▸ **Consignes de l'exercice**
(A) Recopiez le texte sur l'autonomie des universités depuis « L’université n’est pas » jusqu'à « étudiants réunionnais pénalisés. » inclus, en remplaçant « entreprise » par « société commerciale ».
(B) Veuillez prolonger le texte sur l'autonomie des universités à la suite de sa dernière phrase.

▸ **Texte de lecture**
Opposition syndicale à l’autonomie des universités

L’université n’est pas une entreprise

26 juin 2007

Le projet de loi sur l’autonomie des universités devrait être examinée en juillet. Une mesure qui est loin de faire l’unanimité auprès des syndicats, notamment au SNPTES et à la fédération UNSA Éducation. S’ils reconnaissent que l’université a besoin d’être réformée, ils refusent une gestion sur le mode de l’entreprise avec pour conséquences : le risque de voir disparaître des filières, une université qui ne sera plus ouverte à tous et le recours à l’embauche de contractuels pour le personnel enseignant et technicien. Située dans une région ultra-périphérique, l’université de La Réunion serait particulièrement fragilisée et les étudiants réunionnais pénalisés.

La ministre déléguée à l’enseignement supérieur, Valérie Pécresse, veut aller vite. Un projet de loi sur “l’organisation de la nouvelle université” doit être proposée au gouvernement début juillet. Le 2 juin, la ministre a invité les syndicats à constituer un groupe de travail “gouvernance des universités”, et en deux semaines, à présenter les résultats au ministère. Jacques Drouet, secrétaire général national du SNPTES (Syndicat National de Personnels Techniques de l’Enseignement Supérieur et de la recherche), a participé à ce groupe de travail, et tenté d’amender le projet de loi sur l’autonomie des universités. Il regrette la précipitation du gouvernement pour un problème qui mérite plus de réflexion. « Le 2 juillet aura lieu les Assises de l’enseignement supérieur. On aurait pu en profiter pour évoquer des solutions à la situation de marasme des universités. On aurait pu attendre trois mois le temps de faire un bilan et travailler ensemble fin 2007 ». Alors pourquoi tant de précipitation ? « C’est une loi de circonstance, une loi Fillon, celle de 2003 qui a été rejetée massivement », poursuit Jacques Drouet. Bref, une loi impopulaire, qui pourrait bien faire réagir les étudiants, mais pas seulement, comme il n’y a pas si longtemps avec le CPE (Contrat Première Embauche). A la réunion du CNESER (Conseil National de l’Enseignement Supérieur et de la Recherche) vendredi dernier, les syndicats ont proposé des amendements, aucun n’a été retenu par la ministre.

Le président de l’Université devient tout-puissant

Le SNPTES-Unsa ne conteste pas la nécessité de réformer l’université. Ce qu’il dénonce, c’est la volonté de gérer l’université comme une entreprise. L’avant-projet de loi menace le statut de fonctionnaire des employés de l’université ainsi que l’accès des étudiants à des filières et à des niveaux d’études reconnus. A la base de ce projet d’autonomie des universités, une nouvelle organisation des Conseil d’Administration des établissements. De 60 membres (40 à La Réunion), le Conseil d’Administration d’une Université va passer à 20 membres. Ce sont les étudiants et le personnel technique qui risquent d’être sous représentés, avec seulement 3 étudiants et 2 personnels techniques au sein du Conseil. Les autres représentants sont partagés entre les enseignants (8) et des personnes extérieures à l’établissement qui seront en partie désignées par le Président de l’Université. Ce dernier ne sera plus obligatoirement un enseignant-chercheur. « On aura la possibilité de rechercher à l’extérieur une personne compétente pour gérer l’université », précise Jacques Drouet.

[Entrées de données enregistrées]
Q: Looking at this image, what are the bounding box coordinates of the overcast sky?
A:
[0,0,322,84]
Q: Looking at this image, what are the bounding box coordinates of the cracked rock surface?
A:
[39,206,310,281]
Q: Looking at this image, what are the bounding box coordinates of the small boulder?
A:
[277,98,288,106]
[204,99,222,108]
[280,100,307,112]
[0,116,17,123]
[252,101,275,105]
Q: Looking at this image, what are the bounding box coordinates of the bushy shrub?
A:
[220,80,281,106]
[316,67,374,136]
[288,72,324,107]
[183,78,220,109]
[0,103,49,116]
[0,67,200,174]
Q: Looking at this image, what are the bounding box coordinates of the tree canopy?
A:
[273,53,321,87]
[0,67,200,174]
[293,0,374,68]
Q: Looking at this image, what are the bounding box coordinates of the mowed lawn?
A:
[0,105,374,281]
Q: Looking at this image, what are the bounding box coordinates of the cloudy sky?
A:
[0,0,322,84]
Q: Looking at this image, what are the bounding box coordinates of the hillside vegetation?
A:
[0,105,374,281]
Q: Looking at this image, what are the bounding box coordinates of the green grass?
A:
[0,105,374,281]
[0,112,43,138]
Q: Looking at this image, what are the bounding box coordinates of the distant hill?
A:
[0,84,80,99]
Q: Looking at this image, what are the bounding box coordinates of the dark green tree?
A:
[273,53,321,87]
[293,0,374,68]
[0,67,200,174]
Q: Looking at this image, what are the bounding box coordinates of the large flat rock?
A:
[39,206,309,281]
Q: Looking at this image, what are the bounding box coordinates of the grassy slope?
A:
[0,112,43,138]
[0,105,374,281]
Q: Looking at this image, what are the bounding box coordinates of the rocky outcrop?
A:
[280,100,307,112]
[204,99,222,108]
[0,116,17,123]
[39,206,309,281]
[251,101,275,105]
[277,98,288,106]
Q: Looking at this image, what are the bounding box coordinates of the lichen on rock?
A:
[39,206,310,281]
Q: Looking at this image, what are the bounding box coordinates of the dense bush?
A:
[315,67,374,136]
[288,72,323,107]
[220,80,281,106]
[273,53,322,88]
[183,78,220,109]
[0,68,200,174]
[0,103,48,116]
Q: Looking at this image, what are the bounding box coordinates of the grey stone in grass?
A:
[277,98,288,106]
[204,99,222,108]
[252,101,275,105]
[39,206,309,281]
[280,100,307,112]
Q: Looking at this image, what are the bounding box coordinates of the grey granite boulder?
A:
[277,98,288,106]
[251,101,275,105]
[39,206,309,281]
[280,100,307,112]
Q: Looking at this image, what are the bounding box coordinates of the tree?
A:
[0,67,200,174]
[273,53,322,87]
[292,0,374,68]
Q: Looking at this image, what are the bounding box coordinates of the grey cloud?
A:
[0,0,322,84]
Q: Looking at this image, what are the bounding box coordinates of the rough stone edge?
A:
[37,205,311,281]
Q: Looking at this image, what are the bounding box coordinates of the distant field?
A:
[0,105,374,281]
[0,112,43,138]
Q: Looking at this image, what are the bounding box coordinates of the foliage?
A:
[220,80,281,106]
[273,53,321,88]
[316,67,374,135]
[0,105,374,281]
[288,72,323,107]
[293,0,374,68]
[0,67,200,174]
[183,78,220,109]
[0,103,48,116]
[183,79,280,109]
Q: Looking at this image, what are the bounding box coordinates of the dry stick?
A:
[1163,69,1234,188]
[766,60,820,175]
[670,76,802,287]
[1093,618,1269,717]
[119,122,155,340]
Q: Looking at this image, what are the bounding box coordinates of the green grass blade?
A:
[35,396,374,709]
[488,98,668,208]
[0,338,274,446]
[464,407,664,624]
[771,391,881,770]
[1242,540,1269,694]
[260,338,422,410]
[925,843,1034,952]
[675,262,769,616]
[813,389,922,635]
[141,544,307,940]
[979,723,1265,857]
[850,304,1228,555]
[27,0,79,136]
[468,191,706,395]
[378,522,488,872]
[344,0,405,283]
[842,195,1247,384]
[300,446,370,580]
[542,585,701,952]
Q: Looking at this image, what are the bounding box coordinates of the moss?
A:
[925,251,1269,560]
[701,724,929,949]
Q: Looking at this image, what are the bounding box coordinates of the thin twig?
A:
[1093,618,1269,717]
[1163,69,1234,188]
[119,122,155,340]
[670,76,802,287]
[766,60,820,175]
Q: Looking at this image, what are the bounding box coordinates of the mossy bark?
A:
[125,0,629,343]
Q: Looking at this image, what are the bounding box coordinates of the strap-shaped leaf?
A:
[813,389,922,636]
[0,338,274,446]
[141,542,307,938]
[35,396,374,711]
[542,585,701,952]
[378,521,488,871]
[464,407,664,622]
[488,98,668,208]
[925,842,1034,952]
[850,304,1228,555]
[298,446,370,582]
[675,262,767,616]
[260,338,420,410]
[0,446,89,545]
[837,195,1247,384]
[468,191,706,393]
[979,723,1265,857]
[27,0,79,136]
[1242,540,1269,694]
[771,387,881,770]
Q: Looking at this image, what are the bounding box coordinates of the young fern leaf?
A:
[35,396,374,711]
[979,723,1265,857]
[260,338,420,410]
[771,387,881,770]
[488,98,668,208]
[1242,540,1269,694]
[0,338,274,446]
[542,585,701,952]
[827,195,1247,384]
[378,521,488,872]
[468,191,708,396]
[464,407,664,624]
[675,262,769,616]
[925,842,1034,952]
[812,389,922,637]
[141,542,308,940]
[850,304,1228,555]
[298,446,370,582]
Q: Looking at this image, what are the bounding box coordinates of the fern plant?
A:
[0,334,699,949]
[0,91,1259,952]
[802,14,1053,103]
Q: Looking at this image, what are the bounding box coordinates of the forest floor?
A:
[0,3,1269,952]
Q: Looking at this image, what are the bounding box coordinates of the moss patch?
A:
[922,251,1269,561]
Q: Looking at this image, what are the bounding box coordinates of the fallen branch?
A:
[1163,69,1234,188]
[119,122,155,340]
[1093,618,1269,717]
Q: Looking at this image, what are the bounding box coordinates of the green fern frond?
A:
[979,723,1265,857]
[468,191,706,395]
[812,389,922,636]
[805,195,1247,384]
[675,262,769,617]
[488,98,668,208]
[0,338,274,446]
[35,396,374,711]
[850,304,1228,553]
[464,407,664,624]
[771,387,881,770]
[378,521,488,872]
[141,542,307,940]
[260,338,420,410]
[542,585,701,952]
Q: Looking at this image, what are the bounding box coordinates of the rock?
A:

--

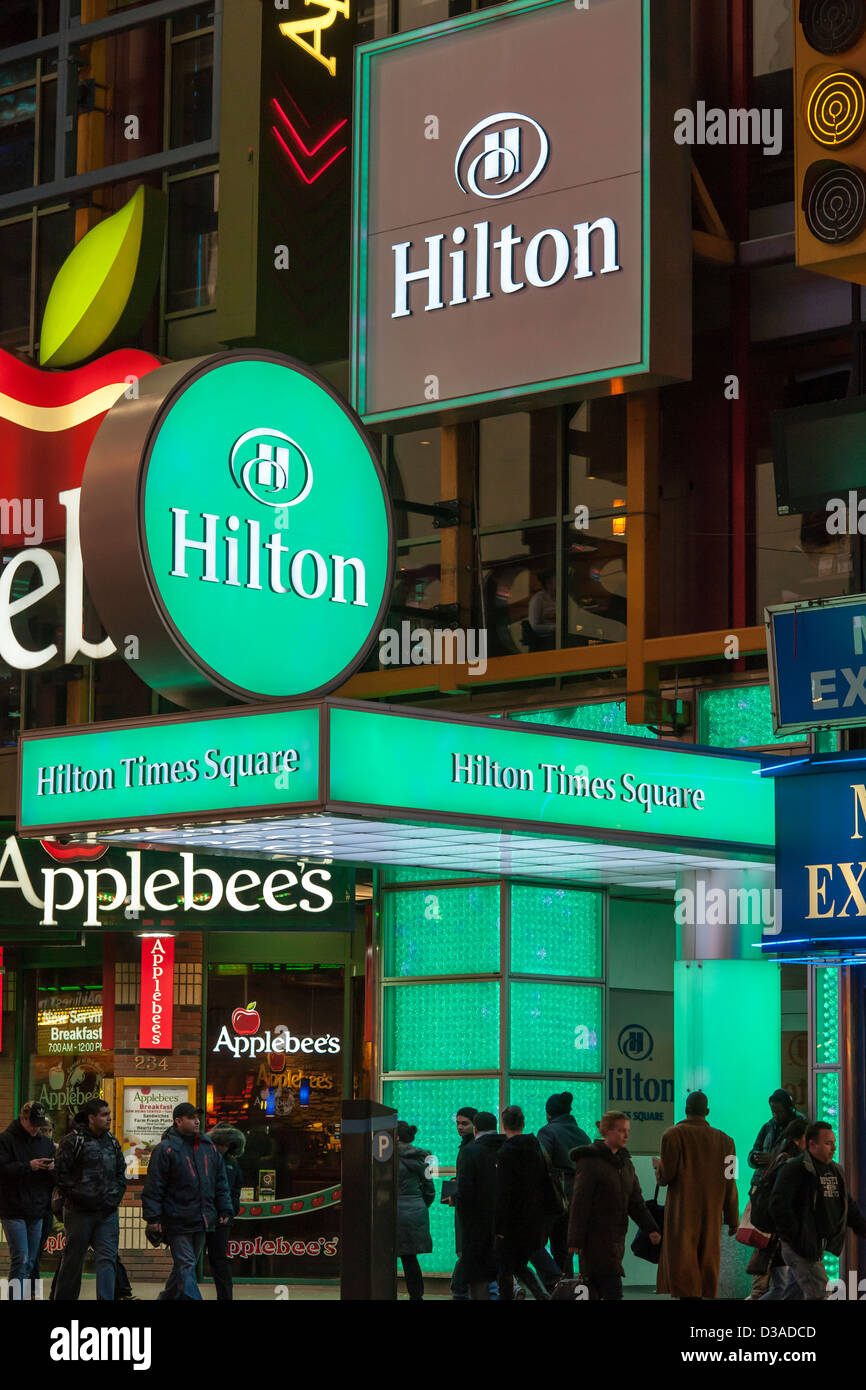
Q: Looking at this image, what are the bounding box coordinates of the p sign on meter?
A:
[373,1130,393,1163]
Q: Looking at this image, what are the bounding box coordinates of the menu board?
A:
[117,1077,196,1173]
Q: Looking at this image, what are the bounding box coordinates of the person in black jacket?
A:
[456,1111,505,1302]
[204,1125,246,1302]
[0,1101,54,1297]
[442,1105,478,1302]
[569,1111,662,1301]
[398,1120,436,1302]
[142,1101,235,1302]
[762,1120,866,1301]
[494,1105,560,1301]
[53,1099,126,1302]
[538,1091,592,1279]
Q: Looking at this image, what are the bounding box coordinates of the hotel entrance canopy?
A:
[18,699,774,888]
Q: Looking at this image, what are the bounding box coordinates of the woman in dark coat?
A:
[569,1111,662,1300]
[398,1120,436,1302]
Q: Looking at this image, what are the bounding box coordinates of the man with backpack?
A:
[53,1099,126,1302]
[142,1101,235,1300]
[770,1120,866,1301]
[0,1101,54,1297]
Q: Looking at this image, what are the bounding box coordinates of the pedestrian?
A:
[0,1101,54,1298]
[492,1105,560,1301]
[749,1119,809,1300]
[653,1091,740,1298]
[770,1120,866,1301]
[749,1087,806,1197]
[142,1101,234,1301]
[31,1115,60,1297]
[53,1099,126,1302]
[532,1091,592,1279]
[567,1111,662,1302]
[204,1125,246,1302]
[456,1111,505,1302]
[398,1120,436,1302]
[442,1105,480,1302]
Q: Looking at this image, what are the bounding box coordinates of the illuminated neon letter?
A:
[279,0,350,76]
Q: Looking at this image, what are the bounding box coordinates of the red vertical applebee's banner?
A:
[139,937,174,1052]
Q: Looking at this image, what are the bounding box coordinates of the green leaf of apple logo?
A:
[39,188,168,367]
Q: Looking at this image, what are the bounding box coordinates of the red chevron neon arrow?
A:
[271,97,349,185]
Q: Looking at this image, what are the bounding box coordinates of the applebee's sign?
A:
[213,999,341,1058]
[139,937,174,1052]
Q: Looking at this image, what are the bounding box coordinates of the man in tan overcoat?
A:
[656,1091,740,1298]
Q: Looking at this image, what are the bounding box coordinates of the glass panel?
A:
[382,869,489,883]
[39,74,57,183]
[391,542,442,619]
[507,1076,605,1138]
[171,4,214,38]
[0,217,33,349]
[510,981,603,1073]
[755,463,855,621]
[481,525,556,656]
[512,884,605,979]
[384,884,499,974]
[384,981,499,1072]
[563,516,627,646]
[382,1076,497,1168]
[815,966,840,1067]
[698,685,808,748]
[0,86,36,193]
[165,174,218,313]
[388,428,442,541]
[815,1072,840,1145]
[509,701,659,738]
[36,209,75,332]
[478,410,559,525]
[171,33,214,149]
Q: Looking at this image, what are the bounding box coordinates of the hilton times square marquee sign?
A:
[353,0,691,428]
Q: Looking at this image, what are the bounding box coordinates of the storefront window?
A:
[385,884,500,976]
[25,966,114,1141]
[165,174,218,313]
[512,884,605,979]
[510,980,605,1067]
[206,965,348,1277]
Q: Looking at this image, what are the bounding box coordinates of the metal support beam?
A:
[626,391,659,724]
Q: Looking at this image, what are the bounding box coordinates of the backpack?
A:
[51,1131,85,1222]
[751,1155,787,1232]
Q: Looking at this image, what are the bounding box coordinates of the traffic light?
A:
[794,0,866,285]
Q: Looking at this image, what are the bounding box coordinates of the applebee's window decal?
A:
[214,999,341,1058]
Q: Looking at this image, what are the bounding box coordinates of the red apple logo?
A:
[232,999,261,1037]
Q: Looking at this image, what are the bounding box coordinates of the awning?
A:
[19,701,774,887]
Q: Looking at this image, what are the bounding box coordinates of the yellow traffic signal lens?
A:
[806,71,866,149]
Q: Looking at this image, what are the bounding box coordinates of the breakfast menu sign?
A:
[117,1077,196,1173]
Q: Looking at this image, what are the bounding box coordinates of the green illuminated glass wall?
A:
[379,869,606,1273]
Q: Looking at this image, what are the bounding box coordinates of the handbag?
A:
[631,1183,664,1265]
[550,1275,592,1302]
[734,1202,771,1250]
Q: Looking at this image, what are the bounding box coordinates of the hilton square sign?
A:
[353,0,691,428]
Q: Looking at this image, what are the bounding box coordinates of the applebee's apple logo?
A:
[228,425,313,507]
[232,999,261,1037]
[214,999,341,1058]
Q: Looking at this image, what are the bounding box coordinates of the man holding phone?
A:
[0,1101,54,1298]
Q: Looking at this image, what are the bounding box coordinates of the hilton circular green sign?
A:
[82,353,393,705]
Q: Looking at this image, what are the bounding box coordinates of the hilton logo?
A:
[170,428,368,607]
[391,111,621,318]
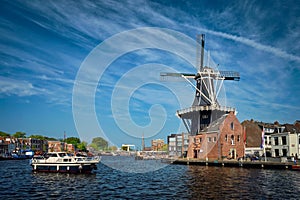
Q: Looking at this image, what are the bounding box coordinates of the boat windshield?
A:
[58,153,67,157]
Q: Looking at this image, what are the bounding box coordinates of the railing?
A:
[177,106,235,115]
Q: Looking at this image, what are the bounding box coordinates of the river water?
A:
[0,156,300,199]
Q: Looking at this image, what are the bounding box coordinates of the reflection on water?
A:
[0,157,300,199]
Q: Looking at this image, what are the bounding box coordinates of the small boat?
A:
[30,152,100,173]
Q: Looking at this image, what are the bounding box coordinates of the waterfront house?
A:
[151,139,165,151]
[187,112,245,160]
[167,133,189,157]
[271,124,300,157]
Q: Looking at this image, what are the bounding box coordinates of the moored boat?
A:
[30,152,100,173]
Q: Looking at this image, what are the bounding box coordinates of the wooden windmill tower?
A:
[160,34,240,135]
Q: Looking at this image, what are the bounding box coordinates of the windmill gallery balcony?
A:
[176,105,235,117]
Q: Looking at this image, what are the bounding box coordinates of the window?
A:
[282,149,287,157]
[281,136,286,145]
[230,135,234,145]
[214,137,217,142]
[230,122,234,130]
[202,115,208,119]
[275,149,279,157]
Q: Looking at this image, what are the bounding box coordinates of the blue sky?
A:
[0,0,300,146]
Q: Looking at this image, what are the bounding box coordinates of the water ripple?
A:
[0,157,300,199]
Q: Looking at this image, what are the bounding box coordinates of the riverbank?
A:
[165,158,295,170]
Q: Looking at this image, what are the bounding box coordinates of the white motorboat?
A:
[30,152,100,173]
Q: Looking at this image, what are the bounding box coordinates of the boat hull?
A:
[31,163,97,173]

▸ **Exercices corrigés**
(A)
L’université n’est pas une société commerciale

26 juin 2007

Le projet de loi sur l’autonomie des universités devrait être examinée en juillet. Une mesure qui est loin de faire l’unanimité auprès des syndicats, notamment au SNPTES et à la fédération UNSA Éducation. S’ils reconnaissent que l’université a besoin d’être réformée, ils refusent une gestion sur le mode de l’société commerciale avec pour conséquences : le risque de voir disparaître des filières, une université qui ne sera plus ouverte à tous et le recours à l’embauche de contractuels pour le personnel enseignant et technicien. Située dans une région ultra-périphérique, l’université de La Réunion serait particulièrement fragilisée et les étudiants réunionnais pénalisés.

(B)
Le statut de fonctionnaire en sursis

Ce qui inquiète le syndicat, ce sont les pouvoirs que cet avant-projet de loi veut attribuer au Président de l’Université. La gestion du budget global, de la masse salariale, et surtout le droit de veto sur toute affectation, le recrutement de personnels contractuels pour occuper des postes d’enseignants, ou des postes à responsabilités. « Actuellement, les contractuels peuvent occuper pendant trois ans au maximum ce type de poste, là ce sera possible à vie », affirme le secrétaire général national du SNPTES. C’est aussi la porte ouverte au recrutement par copinage, au recrutement de personnels étrangers payés à bas salaires ou à l’inverse de personnels très compétents avec des rémunérations élevées... En tout cas, supérieurs aux salaires des enseignants et employés fonctionnaires. « Il existe un danger réel de destruction, à terme, de la fonction publique d’État dans l’enseignement supérieur, au bénéfice d’un système de recrutement fondé sur des contrats de droit privé, conclu de gré à gré », estime le SNPTES. « On parle même d’intéressement pour les fonctionnaires », ajoute Jacques Drouet.

Aux établissements d’entretenir leur patrimoine

L’avant-projet de loi prévoit aussi de dévaluer aux établissements l’entretien des locaux. « La dévolution du patrimoine, sur la base du volontariat, aux établissements risque de coûter cher. Dans le cas où une université refuserait de prendre à sa charge le patrimoine, rien n’est prévu », explique Jacques Drouet. Comment dès lors une université pourra-t-elle financer ces entretiens, mais aussi ses projets ? Grâce au recours aux dons des entreprises (ce qui ne sera pas sans contrepartie) ou à l’augmentation des droits d’inscription des étudiants. Nul doute pour la fédération Unsa que ce projet d’autonomie des universités se calque sur le modèle anglo-saxon, où l’université est gérée comme une entreprise, et où « les droits d’inscription des étudiants peuvent atteindre 50 000 euros ». Avec l’adoption de cette loi, pourra t-on encore parler d’une université française pour tous ? C’est la crainte du SNPTES-Unsa.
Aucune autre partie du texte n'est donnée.